[Source data]
================================

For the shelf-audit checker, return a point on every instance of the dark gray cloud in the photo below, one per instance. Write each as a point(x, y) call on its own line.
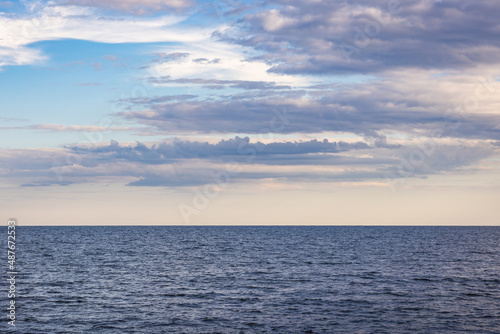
point(189, 163)
point(233, 149)
point(365, 114)
point(320, 37)
point(240, 84)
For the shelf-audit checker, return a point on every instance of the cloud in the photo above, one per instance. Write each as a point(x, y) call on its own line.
point(71, 128)
point(137, 7)
point(71, 22)
point(188, 163)
point(323, 37)
point(456, 104)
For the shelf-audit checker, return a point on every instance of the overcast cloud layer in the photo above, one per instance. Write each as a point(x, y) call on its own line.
point(305, 91)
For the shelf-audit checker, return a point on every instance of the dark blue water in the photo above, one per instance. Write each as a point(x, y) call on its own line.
point(257, 280)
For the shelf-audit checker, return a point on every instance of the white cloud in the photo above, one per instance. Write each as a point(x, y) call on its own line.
point(133, 6)
point(73, 22)
point(223, 62)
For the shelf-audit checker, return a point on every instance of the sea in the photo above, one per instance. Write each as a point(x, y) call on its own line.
point(255, 279)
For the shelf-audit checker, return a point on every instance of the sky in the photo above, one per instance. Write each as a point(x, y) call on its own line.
point(176, 112)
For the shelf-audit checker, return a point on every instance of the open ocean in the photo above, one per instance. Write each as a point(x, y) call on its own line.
point(224, 279)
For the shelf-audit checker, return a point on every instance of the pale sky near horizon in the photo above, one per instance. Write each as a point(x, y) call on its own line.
point(278, 112)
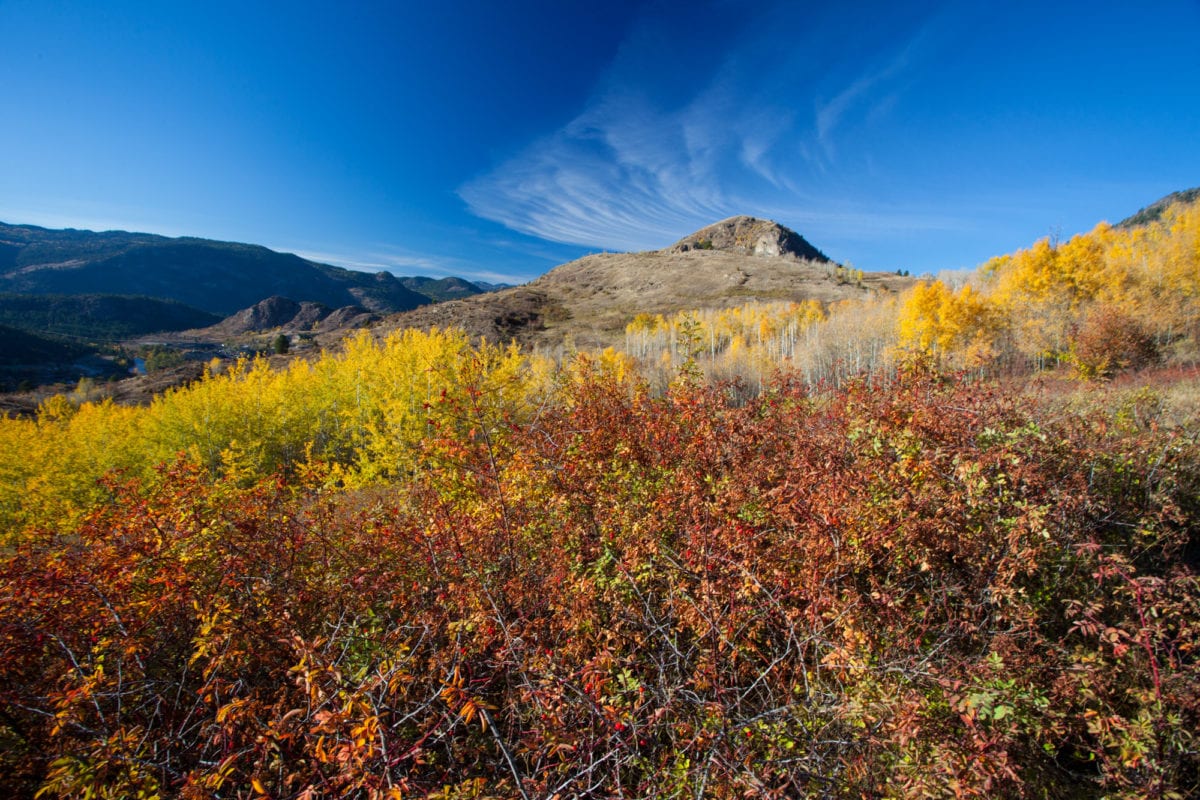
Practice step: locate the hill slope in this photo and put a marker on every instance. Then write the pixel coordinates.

================================

- _What this task involves_
Write every line above out again exactly; pictures do not belong in the copy.

- _Task solution_
For the shelf-audit checker, return a point on every instance of the dark gray cloud in the photo below, one per instance. Write each as a point(x, y) call on its own line.
point(189, 163)
point(233, 149)
point(365, 114)
point(320, 37)
point(240, 84)
For the shelf-audit checker, return a point on every instance of the cloud in the photo above, one per instance. Write each as a point(x, y) call on its own line.
point(71, 128)
point(137, 7)
point(71, 22)
point(188, 163)
point(323, 37)
point(456, 104)
For the shelf-audit checker, return a point on every instance of the overcast cloud layer in the photo above, one per instance. Write each as a point(x, y) call on its own line.
point(305, 91)
For the shelf-audit checker, return a point on every instance of the dark blue water in the photo above, one per instance. Write each as a point(x, y) call on its own line.
point(257, 280)
For the shelf-audit checker, return a point on every instance of the white cloud in the photo above, one per instance. Write each as a point(x, y) call on its own line.
point(133, 6)
point(73, 22)
point(223, 62)
For the shelf-audit checker, return a point on every instance of the sea in the photo above, one per instance. Write each as a point(x, y) call on its own line.
point(255, 279)
For the shelf-audit checker, return a point on every instance of the sky in the photo above, one per instance. Write each as a point(x, y) call on its own line.
point(176, 112)
For the shelf-audit checker, return a point on every instance of the open ocean in the photo above, one per instance. Write each as a point(x, y) call on its own line.
point(224, 279)
For the shelf-audit checker, return a point on every instance of the pale sky near horizon in the photo above, one per instance. Write each as a point(x, y) call on its own line.
point(278, 112)
Practice step: locate the hill slope in this photo and put a marker on every instance. Then write the pixel coordinates.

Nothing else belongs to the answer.